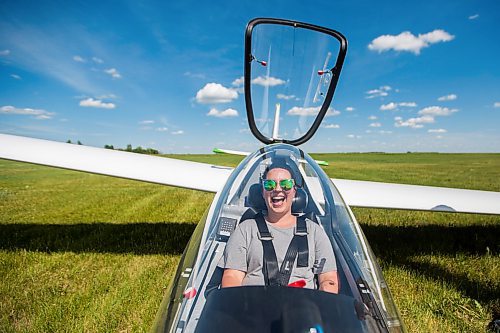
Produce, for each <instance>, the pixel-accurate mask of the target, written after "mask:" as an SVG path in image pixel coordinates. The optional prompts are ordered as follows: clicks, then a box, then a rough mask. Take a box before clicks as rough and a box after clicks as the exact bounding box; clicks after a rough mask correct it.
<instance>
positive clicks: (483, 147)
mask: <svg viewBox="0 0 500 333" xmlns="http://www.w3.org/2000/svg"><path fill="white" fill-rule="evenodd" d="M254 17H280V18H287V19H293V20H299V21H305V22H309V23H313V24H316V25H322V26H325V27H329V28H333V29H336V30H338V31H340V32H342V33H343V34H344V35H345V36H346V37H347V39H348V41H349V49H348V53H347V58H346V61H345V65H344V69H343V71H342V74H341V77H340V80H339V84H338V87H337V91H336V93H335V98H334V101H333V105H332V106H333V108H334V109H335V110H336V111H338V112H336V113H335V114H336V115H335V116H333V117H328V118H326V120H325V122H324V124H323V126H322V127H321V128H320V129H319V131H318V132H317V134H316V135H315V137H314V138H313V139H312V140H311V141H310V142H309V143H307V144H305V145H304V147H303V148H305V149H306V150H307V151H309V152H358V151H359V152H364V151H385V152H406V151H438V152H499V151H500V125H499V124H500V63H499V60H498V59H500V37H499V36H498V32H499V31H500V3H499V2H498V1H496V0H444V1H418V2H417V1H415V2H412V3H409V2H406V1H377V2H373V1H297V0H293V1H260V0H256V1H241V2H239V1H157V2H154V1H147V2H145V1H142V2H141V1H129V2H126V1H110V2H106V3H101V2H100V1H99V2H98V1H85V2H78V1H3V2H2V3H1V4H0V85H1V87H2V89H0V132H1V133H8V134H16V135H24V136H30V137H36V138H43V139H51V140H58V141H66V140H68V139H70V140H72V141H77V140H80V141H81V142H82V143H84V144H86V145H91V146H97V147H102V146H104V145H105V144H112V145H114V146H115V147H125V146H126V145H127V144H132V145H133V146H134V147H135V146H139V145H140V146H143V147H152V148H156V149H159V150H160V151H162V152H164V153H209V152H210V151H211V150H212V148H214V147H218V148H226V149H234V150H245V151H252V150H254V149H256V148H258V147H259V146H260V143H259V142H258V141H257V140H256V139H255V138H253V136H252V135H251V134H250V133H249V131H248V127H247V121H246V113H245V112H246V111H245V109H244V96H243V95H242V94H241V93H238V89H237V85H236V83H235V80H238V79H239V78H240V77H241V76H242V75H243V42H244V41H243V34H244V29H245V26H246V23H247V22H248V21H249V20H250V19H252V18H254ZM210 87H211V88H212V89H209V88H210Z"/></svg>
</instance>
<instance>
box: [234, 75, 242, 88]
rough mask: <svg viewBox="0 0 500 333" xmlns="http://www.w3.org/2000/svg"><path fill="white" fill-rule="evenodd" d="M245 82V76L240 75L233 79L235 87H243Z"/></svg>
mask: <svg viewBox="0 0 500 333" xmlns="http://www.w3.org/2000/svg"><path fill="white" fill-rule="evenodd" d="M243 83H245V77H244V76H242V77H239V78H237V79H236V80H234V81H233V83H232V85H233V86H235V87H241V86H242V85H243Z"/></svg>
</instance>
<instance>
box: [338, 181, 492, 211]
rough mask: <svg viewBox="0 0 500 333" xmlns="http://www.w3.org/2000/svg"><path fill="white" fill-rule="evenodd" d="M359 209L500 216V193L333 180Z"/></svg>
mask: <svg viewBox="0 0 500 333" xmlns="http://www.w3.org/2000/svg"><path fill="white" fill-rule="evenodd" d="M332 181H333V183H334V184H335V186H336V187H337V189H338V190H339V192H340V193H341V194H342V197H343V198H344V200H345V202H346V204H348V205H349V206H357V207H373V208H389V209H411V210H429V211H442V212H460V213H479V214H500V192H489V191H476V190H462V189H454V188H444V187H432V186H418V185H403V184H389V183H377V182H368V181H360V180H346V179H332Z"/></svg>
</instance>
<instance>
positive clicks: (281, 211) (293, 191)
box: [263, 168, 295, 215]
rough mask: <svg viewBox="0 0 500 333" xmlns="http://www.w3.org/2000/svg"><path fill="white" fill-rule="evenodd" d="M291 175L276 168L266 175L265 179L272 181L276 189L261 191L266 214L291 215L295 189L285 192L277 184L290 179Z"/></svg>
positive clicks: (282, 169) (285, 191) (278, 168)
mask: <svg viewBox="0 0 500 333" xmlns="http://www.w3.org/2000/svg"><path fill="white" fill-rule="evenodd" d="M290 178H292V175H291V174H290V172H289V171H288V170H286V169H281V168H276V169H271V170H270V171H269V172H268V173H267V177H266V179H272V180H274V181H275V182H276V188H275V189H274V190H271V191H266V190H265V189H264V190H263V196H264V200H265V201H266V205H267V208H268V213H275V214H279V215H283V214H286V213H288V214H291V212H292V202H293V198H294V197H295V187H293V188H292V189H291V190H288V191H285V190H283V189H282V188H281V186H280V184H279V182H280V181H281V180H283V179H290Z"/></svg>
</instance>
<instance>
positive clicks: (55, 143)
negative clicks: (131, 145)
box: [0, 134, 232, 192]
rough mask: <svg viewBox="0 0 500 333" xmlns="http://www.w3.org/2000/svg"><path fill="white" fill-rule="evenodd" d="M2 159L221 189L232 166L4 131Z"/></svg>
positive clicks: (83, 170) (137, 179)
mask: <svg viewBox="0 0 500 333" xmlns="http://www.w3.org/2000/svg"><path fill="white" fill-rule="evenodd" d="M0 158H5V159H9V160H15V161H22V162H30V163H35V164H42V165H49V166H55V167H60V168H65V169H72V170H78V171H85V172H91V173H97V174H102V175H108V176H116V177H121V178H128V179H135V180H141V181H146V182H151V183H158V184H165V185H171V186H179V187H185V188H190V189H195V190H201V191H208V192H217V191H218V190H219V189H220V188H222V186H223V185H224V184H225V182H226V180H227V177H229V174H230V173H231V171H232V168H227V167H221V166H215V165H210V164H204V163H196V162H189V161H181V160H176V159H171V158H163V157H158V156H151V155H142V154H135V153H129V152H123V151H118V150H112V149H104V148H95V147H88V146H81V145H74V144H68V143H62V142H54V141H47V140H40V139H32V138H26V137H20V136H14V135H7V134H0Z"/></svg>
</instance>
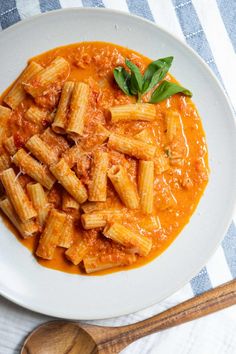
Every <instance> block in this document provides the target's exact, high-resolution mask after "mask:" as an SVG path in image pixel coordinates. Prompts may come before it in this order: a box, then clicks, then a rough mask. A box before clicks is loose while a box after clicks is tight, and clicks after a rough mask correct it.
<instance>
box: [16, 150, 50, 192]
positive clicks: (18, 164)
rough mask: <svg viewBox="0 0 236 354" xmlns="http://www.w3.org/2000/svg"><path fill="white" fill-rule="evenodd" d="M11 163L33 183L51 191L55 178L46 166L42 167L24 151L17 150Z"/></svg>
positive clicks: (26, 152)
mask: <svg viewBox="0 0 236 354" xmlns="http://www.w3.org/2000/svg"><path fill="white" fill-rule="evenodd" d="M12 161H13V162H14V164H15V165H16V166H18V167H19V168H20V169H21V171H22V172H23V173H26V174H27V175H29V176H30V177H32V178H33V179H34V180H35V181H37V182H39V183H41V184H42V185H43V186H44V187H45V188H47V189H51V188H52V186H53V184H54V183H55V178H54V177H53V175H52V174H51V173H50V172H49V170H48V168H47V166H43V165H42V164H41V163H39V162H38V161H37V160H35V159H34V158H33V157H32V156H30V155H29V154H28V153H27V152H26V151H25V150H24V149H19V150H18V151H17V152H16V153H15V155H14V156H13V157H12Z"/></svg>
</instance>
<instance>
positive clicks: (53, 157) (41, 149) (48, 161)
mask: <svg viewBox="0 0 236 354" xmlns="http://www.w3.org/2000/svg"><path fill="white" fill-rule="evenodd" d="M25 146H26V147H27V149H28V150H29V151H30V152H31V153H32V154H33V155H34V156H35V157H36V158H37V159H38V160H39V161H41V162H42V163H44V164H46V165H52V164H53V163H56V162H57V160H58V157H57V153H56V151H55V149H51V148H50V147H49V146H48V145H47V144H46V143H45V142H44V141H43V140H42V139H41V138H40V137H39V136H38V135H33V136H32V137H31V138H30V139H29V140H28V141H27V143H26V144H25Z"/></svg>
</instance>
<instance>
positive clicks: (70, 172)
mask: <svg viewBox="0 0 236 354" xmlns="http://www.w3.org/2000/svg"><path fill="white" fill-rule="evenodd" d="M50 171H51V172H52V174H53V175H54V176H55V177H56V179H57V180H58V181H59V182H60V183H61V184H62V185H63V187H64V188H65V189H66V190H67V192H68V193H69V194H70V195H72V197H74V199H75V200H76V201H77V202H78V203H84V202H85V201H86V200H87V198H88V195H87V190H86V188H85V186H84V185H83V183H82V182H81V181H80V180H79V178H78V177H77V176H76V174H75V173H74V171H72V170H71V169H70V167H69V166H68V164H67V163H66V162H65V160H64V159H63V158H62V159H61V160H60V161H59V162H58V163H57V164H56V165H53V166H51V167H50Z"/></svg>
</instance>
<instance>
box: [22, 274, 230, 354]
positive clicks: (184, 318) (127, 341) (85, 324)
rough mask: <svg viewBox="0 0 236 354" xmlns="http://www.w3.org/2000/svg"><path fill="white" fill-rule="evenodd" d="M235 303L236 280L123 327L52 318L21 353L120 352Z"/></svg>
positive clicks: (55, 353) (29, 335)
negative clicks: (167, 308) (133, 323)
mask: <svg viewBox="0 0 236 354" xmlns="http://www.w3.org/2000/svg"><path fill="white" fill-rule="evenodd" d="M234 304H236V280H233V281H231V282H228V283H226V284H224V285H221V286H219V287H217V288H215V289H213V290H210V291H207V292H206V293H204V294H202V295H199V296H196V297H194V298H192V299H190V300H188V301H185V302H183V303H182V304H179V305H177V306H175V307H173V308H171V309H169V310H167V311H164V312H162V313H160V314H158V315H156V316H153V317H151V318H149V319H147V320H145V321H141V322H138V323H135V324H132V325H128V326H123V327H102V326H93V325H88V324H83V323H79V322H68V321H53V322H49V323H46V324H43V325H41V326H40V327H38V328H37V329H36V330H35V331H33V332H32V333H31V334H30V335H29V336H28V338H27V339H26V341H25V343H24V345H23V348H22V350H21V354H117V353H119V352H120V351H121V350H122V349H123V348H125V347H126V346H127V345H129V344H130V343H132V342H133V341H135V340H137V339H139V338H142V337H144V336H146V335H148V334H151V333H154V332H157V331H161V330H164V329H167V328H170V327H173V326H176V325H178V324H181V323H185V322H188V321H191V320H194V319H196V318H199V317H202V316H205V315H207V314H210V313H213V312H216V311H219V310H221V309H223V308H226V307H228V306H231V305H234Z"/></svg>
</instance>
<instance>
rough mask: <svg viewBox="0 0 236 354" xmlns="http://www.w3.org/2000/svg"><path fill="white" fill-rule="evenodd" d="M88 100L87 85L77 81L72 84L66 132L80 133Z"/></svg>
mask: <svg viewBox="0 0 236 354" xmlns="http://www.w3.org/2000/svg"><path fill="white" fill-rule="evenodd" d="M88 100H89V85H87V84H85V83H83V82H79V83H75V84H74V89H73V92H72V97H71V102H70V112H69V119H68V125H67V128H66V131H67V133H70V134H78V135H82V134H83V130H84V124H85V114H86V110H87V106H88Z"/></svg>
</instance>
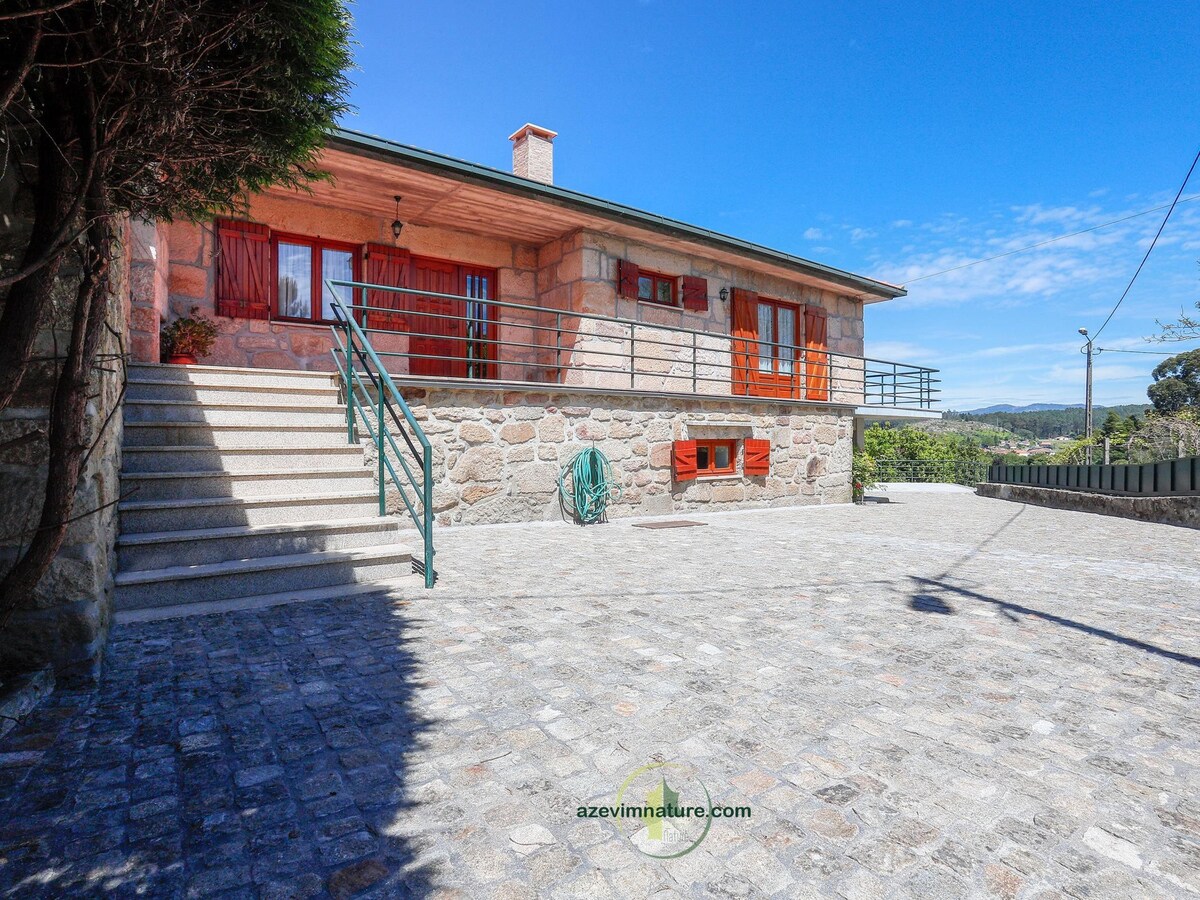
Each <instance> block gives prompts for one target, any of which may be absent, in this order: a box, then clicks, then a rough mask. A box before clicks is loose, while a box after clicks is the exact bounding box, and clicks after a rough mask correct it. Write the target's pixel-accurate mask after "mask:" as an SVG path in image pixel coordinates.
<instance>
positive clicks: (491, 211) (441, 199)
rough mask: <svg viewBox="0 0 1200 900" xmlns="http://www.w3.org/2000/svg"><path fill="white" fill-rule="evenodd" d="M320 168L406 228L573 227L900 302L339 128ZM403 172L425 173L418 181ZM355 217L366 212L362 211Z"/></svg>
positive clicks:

____

Instructions to follow. Copy out the lines starting with the one that contains "175L276 168L266 175L265" and ending with the one that contains "positive clicks: (282, 169)", precisely as they appear.

Result for this exercise.
rough mask: <svg viewBox="0 0 500 333" xmlns="http://www.w3.org/2000/svg"><path fill="white" fill-rule="evenodd" d="M291 175L276 168L266 175L265 179L272 181L276 189L261 191L266 214L291 215L295 189L285 192L277 184L290 179Z"/></svg>
positive clicks: (282, 169) (285, 191) (278, 168)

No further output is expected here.